Update every one of the records below so that "set a pin" becomes "place a marker", leaving everything else unchanged.

» **DATA FOR THIS EXERCISE**:

________________

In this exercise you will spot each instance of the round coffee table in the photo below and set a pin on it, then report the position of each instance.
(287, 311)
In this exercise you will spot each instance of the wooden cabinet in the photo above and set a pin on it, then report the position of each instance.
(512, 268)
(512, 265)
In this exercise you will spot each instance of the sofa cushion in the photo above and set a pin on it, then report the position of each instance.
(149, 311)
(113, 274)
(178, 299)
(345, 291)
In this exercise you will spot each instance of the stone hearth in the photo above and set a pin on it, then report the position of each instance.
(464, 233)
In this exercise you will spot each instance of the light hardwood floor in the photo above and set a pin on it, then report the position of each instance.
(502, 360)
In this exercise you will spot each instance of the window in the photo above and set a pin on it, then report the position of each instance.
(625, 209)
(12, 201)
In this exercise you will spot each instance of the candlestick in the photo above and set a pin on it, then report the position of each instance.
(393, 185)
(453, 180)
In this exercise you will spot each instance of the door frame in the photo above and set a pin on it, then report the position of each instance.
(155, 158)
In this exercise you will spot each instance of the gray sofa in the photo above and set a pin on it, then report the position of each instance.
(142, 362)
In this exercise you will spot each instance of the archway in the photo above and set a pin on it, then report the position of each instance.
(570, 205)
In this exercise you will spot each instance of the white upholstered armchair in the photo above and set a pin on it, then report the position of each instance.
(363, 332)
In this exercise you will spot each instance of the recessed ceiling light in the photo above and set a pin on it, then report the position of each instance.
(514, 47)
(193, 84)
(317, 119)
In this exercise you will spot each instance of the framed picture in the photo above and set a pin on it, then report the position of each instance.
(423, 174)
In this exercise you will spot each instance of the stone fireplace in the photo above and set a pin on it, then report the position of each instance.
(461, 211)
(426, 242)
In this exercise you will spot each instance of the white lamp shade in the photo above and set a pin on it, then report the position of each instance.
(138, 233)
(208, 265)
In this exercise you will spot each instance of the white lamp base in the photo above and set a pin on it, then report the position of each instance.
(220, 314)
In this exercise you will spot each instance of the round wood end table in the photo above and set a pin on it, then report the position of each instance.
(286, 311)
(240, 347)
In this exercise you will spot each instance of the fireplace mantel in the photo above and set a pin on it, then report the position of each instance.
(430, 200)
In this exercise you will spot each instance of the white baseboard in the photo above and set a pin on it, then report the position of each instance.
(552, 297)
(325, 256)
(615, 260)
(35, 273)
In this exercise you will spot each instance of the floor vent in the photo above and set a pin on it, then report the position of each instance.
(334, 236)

________________

» **EXPECTED OUTPUT**:
In this exercise you will spot each instance of the round coffee table in the photo below and place a marker on it, then report the position of each instance.
(287, 311)
In this exercise you will spot each instance of the wooden cabinet in the photo above and place a marker on it, then report the position of each instance.
(512, 268)
(512, 265)
In this exercise you will spot each instance of the sofa cushion in the photo above and place a marker on it, then report the position of each instance.
(149, 311)
(113, 274)
(178, 299)
(345, 291)
In this exercise you will spot each instance of the stone hearth in the photo above and place a marker on it, then report the position of each instance.
(464, 233)
In this exercise you will spot each instance of the light hardwood floor in the photo above and place a marker on it, then report the position of each instance.
(502, 360)
In this exercise you will spot each instance of the window in the photo above and place a marker on it, then report the position of each instance.
(625, 209)
(12, 201)
In this exercise you will spot each instance of the candlestick in the photo above and place a marker on it, then report the position of each instance.
(393, 185)
(453, 180)
In this exercise you will spot each instance of the door frame in the photo above and place a marker on it, then report the position of each instance.
(155, 158)
In this exercise you will spot each instance of the gray sofa in the photo above and place a marker on it, then report the position of each instance.
(142, 362)
In this exercise you will spot each instance of the archway in the photo above and place a marker on it, then report the position of each instance.
(570, 205)
In this exercise you will spot each instance of the white upholstered armchair in the photo above and place a marker on it, then report the position of each instance.
(363, 332)
In this exercise you will spot each instance of the recessed ceiling light in the photo above and place a marker on it, then report the position of each instance.
(514, 47)
(193, 84)
(317, 119)
In this exercise you will spot each instance of the framed picture in the photo above and place a marker on it, then report the position of each instance.
(423, 174)
In this exercise you will spot each instance of the stone fireplace in the photo above and place a marker on it, then report the position of each instance.
(461, 211)
(426, 242)
In this exercise you will spot each instance of the white lamp shade in the photo above and place a marker on it, then report the position of each instance.
(138, 233)
(208, 265)
In this exercise you will spot each instance of the white lamp base in the photo above and place a marker on it, then report the position of each instance.
(220, 314)
In this exercise you will spot each instance of the round wood end table in the photo above and place a marker on it, then report the position of each instance.
(286, 311)
(240, 347)
In this exercise you will spot each instance of the fireplace mantel in the photo above and place a marker on it, then report the position of each instance.
(430, 200)
In this exercise you will spot each instance of the white baseboard in the photo above and place a marker on it, then report the position of each instance.
(552, 297)
(325, 256)
(615, 260)
(35, 273)
In this exercise you will spot each instance of the floor vent in the photo above and place a marker on it, then report the position of each instance.
(334, 236)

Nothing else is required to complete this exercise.